■ **Exercise prompt**
In the material below, some lines carry "mountain". Copy each such line.
[[ Supplied material, beginning ]]
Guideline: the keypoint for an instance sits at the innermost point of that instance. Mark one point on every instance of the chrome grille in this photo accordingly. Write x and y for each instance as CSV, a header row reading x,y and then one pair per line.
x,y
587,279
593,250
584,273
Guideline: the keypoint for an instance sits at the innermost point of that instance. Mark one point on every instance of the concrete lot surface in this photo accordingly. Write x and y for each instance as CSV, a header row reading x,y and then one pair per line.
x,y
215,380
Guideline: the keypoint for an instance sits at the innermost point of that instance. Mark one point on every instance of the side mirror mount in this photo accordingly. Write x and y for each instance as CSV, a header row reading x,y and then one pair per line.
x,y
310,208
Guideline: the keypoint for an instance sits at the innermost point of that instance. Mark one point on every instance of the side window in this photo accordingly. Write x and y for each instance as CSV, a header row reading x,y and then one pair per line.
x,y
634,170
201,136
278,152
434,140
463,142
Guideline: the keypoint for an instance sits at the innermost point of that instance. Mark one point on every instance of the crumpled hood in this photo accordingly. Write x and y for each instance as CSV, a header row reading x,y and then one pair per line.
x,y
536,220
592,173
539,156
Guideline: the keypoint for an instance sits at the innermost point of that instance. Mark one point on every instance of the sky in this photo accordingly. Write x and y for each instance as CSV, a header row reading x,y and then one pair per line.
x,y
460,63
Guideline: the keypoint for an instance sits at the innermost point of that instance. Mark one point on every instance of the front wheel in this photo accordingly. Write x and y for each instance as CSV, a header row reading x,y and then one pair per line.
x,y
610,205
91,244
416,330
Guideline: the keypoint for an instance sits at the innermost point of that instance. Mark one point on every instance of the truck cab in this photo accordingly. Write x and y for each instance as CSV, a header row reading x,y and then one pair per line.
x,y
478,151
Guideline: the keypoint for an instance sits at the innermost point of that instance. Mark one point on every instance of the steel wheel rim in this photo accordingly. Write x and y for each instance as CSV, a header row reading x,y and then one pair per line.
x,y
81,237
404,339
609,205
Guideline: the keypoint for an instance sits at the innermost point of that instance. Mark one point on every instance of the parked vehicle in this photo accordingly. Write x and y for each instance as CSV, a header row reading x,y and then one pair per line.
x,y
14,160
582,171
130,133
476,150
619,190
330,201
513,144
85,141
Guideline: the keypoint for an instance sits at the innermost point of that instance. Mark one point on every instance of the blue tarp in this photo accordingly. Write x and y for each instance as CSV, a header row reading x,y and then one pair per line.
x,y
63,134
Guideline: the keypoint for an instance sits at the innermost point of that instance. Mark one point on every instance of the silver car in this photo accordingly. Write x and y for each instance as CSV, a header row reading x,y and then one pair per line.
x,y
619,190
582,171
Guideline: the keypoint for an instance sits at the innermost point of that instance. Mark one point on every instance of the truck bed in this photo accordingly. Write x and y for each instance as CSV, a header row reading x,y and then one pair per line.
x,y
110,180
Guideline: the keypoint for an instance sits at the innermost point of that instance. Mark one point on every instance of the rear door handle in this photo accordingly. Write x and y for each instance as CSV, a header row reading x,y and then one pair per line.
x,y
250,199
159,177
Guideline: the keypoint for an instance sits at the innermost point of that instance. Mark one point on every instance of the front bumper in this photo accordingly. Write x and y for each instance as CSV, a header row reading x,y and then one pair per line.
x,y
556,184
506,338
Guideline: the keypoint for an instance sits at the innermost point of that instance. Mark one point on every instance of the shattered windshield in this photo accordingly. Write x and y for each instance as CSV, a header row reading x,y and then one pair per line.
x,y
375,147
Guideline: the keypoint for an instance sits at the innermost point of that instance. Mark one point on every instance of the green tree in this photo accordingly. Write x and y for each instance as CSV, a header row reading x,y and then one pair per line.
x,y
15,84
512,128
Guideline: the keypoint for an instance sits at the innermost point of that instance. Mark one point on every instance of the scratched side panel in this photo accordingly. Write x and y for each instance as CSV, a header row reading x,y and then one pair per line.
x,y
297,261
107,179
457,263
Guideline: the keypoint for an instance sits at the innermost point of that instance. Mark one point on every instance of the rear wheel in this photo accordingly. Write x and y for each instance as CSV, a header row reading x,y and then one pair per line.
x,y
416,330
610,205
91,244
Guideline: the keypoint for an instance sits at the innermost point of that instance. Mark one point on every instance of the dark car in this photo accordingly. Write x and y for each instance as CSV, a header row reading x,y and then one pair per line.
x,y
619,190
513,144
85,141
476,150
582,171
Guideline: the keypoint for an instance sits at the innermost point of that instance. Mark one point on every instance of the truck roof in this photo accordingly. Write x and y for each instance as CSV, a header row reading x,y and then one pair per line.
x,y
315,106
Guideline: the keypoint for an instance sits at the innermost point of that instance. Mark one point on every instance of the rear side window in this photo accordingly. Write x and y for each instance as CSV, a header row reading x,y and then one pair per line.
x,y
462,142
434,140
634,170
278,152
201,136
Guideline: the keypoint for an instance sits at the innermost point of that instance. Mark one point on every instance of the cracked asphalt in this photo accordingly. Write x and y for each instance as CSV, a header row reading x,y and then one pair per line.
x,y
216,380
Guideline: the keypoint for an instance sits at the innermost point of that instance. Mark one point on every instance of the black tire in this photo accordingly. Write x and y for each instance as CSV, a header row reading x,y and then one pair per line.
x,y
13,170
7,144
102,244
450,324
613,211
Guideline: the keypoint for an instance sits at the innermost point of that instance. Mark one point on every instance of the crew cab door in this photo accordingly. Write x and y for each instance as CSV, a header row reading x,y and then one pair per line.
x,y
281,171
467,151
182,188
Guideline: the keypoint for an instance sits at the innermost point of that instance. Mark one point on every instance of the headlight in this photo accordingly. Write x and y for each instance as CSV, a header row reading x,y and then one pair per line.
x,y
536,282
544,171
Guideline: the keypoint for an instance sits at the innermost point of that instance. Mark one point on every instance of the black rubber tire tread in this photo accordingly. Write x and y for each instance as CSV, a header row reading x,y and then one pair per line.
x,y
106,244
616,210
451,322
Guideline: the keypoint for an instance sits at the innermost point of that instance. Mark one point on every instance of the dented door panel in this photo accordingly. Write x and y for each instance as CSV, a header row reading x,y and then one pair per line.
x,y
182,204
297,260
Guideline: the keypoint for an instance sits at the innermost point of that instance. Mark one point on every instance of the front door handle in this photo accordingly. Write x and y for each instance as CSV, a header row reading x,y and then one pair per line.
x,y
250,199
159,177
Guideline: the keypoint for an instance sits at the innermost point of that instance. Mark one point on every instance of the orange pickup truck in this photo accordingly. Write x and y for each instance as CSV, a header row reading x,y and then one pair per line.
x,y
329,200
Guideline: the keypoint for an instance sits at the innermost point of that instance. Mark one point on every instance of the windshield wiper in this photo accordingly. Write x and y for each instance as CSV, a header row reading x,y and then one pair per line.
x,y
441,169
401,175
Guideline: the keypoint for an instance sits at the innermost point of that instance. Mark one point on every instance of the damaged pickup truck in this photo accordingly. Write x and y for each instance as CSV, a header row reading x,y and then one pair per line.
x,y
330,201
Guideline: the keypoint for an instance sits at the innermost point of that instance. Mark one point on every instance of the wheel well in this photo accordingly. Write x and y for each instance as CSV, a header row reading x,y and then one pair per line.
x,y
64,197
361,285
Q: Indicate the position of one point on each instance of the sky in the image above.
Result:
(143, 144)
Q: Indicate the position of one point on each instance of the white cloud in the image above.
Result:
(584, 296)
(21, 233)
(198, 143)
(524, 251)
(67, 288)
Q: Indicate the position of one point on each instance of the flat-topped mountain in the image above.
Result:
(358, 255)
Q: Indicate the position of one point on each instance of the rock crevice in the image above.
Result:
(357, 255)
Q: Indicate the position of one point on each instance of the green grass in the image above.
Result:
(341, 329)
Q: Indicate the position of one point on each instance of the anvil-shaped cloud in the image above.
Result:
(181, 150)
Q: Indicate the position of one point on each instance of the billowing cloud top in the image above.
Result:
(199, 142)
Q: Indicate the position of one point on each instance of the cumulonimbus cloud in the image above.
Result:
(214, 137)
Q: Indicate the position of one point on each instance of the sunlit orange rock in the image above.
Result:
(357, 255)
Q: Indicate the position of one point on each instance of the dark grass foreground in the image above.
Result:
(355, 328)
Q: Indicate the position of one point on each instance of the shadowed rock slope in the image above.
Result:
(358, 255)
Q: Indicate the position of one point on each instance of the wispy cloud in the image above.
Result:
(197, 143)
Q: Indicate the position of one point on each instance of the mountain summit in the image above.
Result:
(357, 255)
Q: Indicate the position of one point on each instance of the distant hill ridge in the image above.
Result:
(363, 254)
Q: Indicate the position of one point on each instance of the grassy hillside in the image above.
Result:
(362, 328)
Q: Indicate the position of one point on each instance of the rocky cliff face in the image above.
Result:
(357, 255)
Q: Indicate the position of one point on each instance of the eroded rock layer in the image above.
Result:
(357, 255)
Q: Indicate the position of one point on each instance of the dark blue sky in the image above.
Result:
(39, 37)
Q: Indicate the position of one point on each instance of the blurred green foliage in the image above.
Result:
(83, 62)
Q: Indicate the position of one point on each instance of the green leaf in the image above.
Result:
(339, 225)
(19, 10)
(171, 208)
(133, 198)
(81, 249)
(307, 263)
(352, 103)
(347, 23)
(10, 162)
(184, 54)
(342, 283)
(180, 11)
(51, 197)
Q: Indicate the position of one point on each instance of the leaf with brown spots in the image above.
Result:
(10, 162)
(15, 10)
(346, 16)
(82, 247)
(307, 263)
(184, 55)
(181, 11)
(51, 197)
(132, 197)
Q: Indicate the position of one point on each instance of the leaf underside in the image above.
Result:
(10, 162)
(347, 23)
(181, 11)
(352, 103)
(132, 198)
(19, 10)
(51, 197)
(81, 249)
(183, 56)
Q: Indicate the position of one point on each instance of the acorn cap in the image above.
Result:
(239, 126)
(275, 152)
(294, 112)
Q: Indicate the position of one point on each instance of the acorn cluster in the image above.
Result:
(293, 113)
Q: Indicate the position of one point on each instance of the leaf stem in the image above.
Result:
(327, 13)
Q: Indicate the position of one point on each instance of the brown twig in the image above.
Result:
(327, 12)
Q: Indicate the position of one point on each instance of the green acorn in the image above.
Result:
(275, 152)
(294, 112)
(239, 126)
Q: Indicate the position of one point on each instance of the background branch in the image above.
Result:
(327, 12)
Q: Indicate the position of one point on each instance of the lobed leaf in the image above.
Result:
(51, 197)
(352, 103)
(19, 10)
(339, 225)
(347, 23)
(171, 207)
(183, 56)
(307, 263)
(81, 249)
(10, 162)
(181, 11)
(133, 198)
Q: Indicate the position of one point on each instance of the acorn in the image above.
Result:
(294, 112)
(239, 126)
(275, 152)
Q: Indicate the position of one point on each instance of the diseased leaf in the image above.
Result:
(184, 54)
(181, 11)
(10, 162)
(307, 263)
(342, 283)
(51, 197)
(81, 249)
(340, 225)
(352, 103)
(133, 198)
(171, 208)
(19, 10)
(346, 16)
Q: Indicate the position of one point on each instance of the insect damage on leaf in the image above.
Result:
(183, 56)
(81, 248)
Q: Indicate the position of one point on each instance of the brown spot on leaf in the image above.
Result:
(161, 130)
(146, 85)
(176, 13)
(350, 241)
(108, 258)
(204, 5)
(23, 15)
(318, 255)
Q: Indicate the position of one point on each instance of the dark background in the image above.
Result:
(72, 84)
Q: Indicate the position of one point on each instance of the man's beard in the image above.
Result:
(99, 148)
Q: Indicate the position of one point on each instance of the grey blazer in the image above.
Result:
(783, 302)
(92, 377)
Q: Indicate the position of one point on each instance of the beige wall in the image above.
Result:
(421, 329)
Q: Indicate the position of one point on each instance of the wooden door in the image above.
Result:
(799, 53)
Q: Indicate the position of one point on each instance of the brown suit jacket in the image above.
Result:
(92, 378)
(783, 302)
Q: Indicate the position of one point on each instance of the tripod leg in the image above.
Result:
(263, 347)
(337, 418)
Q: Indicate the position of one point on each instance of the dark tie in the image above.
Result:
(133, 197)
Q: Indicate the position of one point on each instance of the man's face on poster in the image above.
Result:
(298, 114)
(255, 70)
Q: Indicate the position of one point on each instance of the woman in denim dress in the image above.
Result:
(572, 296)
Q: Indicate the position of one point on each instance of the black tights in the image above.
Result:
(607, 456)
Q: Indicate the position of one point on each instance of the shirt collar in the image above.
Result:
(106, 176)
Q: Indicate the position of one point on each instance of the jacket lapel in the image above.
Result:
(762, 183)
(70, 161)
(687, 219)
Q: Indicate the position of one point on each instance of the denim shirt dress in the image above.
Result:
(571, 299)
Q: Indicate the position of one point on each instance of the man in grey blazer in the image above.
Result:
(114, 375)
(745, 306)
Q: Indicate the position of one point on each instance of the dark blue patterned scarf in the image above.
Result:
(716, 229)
[[ Supplied material, end ]]
■ **Your solution**
Q: Indicate the position of one point on each instance of the flat-topped mountain in the image above.
Q: Indicate the position of one point on each instance of the mountain summit in the image above.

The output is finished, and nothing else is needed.